- [Work item]: In the material below, find the line with "Exercise. Mark the insect leg" and the line with "Query: insect leg", then output those two lines and every line between them, exactly.

___ Input ___

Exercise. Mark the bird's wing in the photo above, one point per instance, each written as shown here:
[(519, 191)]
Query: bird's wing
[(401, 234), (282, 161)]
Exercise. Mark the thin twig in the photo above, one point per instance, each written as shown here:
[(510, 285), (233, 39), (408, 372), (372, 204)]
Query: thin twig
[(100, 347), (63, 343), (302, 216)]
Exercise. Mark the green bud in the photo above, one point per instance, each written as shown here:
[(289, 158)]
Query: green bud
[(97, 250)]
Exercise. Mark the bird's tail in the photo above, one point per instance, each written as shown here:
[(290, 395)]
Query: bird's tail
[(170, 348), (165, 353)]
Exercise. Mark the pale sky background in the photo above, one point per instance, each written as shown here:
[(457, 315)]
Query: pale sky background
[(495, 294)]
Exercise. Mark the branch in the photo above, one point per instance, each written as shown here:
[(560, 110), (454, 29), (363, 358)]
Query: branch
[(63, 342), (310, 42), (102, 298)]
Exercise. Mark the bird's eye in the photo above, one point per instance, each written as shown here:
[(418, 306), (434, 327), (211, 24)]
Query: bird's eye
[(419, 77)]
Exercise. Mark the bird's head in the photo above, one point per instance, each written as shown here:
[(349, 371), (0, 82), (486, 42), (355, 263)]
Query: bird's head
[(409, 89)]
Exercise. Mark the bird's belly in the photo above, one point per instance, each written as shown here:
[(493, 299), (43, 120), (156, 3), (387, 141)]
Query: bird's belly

___
___ Input ___

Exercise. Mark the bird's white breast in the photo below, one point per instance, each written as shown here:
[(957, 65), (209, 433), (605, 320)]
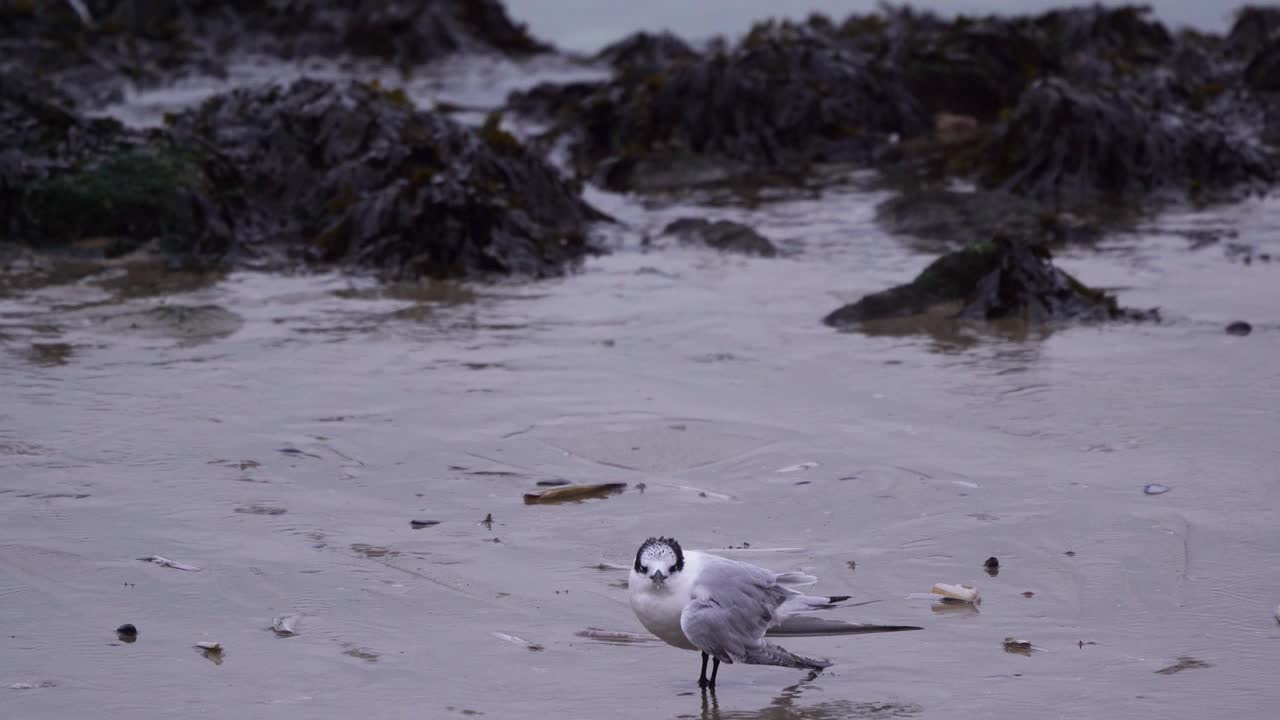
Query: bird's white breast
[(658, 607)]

___
___ Input ___

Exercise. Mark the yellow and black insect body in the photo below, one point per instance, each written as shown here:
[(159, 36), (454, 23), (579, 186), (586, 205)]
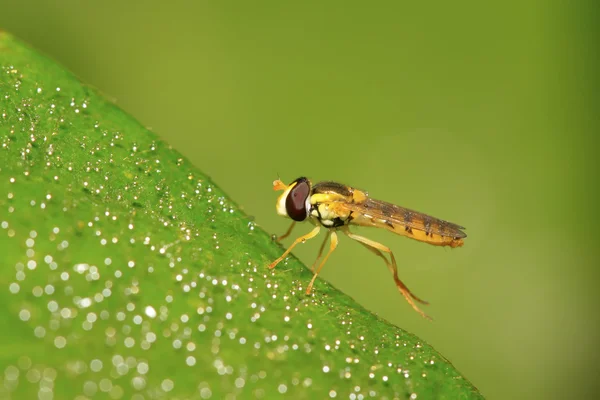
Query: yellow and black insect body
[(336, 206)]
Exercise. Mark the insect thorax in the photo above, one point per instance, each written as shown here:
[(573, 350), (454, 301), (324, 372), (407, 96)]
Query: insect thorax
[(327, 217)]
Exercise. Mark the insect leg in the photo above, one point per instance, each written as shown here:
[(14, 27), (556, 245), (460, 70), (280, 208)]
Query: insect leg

___

- [Solution for this exercise]:
Exercise. Mark the insect leg in the photo above, one point per instance, each written as shown here:
[(14, 27), (556, 245), (460, 70), (280, 208)]
Query: insect leg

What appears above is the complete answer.